__Tarefas__.
a. De acordo com o texto sobre depressão, quantas pessoas são atendidas em média por mês nos seis CAPS gerais da Capital?
b. Reescreva o trecho do texto sobre depressão a partir das palavras "Na Capital, relata" até "e assistente social.", substituindo "piloto" por "projeto experimental".

Conforme a Organização Mundial da Saúde (OMS), a depressão é um transtorno mental frequente e é caracterizado por tristeza persistente e pela perda de interesse em atividades que, para o indivíduo afetado, seriam prazerosas. Ela difere das flutuações usuais de humor na vida cotidiana. Nos casos de intensidade moderada ou grave, segundo a OMS, pode se tornar uma condição de saúde crítica causando disfunção na vida social, incluindo o trabalho, a escola ou o meio familiar.
Em Fortaleza, o SVM solicitou à Secretaria Municipal de Saúde (SMS), a quantidade de atendimentos realizados nos CAPS entre 2018 e 2020 de pacientes com diagnóstico de depressão. Mas, o coordenador das Redes de Atenção Primária e Psicossocial da SMS, Rui de Gouveia disse que em média são atendidas por mês nos seis CAPS gerais entre 14 e 15 mil pessoas na Capital.
Acompanhamentos
De acordo com Rui, "a depressão aparece com bastante frequência não só nos CAPS, mas também nas unidades básicas, com os quadros mais leves". O ideal, explica é que as condições mais severas sejam tratadas nos CAPS, enquanto as leves sejam acolhidas nos próprios postos de saúde.
"O Caps é um nível de atenção para casos mais complexos. Que precisam de atenção mais frequente", completa.
Na Capital, relata ele, está em curso, na Regional VI, um piloto que é o ambulatório especializado em saúde mental dentro de um posto de saúde. A iniciativa envolve psiquiatra, psicólogo e assistente social.
Questionado sobre a relação território e saúde mental, Rui destaca "em muitos acompanhamentos, abordamos essa questão do impacto que o território tem no decorrer da vida. Tem vários fatores que o território pode influenciar na saúde do indivíduo", por isso, acrescenta "a nossa ideia é que amplie o ambulatório especializado para as áreas principais de demanda que, além da regional seis é a regional cinco. A regional cinco também tem demanda grande, pega bastante áreas periféricas".
Demanda deve aumentar nos próximos períodos
A experiência da pandemia tem acentuado os problemas da saúde mental. No Serviço de Psicologia Aplicada (SPA) do Núcleo de Atenção Médica Integrada (NAMI) da Universidade de Fortaleza, conforme a psicóloga clínica e responsável técnica pelo SPA, Aline Herculano, nos últimos anos têm chegado casos de patologias mais graves, além do volume da demanda por atendimento psicológico também ter aumentado.

__Entradas fornecidas__.

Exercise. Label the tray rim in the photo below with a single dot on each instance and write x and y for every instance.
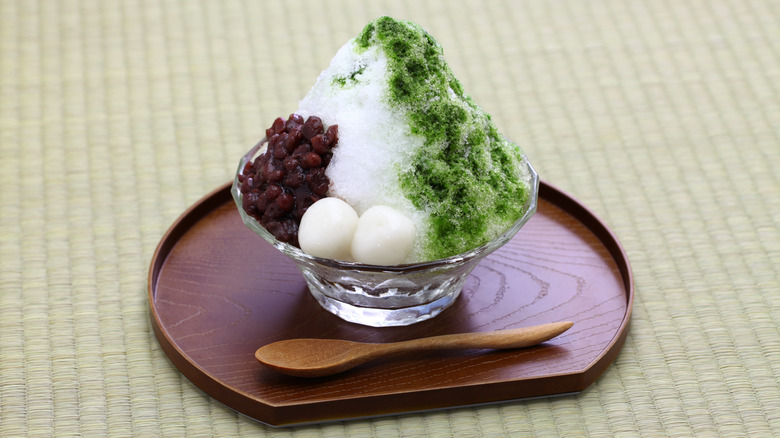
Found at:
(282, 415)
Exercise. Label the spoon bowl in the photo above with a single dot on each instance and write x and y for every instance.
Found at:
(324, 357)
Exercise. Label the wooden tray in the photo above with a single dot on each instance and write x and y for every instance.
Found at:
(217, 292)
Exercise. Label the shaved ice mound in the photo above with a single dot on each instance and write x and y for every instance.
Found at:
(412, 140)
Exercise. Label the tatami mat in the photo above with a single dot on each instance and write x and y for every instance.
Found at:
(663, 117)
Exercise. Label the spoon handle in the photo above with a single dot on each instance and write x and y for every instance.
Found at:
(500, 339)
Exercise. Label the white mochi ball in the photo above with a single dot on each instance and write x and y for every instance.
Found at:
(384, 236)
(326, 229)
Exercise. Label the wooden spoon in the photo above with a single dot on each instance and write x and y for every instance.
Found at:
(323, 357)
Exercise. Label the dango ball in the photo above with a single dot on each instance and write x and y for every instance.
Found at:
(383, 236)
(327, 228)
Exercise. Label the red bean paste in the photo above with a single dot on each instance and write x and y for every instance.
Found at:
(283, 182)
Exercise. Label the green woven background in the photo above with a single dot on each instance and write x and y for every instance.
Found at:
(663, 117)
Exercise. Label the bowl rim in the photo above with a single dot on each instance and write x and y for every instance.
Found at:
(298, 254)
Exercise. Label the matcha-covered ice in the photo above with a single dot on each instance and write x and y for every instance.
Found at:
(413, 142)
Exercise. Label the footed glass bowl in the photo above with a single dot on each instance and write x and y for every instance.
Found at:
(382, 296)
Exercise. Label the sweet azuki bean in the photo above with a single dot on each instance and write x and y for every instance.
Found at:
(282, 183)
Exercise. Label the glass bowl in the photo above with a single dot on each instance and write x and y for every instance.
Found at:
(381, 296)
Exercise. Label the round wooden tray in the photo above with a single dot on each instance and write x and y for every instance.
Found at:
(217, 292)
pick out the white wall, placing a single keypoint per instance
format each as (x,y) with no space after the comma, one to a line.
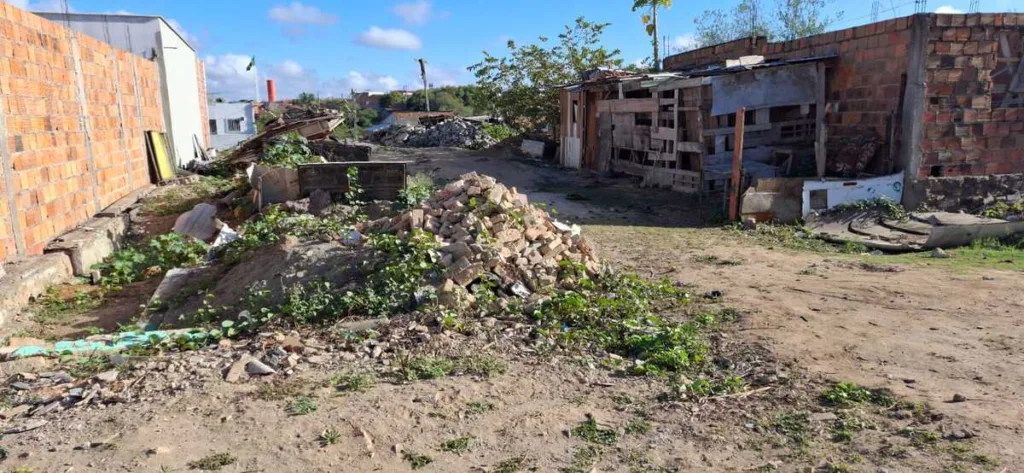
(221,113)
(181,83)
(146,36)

__Respostas__.
a. Entre 14 e 15 mil pessoas.

b.
Na Capital, relata ele, está em curso, na Regional VI, um projeto experimental que é o ambulatório especializado em saúde mental dentro de um posto de saúde. A iniciativa envolve psiquiatra, psicólogo e assistente social.